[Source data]

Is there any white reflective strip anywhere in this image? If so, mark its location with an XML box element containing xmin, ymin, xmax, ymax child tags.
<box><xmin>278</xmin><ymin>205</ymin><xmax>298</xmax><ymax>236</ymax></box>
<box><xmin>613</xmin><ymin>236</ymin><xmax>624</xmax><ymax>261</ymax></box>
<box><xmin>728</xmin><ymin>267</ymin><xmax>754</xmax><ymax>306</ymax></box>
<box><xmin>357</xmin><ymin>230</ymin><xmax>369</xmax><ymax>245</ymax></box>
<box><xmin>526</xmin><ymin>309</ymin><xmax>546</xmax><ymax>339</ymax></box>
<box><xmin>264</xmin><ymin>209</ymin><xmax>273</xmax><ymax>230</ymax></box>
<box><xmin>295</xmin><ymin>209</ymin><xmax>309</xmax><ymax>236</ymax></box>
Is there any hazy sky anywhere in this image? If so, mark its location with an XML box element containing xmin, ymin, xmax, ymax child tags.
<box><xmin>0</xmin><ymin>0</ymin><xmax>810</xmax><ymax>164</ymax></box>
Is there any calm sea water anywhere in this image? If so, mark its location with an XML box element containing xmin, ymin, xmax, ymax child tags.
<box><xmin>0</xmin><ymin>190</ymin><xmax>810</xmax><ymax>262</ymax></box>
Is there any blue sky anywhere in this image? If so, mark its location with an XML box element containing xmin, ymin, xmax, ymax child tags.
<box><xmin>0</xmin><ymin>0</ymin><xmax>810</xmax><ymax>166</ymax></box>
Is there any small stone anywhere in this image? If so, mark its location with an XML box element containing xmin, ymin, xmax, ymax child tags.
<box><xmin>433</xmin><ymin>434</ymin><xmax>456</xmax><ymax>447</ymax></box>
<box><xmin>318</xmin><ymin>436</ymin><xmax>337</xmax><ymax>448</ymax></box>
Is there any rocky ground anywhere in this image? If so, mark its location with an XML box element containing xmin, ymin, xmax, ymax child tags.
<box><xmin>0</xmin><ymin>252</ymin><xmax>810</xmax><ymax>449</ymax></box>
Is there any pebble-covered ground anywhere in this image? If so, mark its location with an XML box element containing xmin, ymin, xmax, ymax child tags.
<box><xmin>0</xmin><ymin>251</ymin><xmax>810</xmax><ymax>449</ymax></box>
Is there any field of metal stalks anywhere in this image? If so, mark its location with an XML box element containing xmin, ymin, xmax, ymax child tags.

§ What the exercise asks: Rewrite the lines from the one containing "Is there any rocky" through the end of the material as a JSON list of strings, one string per line, both ends included and blank lines omitted.

§ Result:
[
  "Is there any rocky ground anywhere in this image? If so, mark its location with an XML box element containing xmin, ymin, xmax, ymax child tags.",
  "<box><xmin>0</xmin><ymin>252</ymin><xmax>810</xmax><ymax>449</ymax></box>",
  "Is there any pebble-covered ground anywhere in this image? If so, mark its location with an XML box element containing xmin, ymin, xmax, ymax child tags.",
  "<box><xmin>0</xmin><ymin>251</ymin><xmax>810</xmax><ymax>449</ymax></box>",
  "Is there any field of metal stalks anywhere in this image? If so, mark its location with an XML box element containing xmin, ymin, xmax, ymax child tags."
]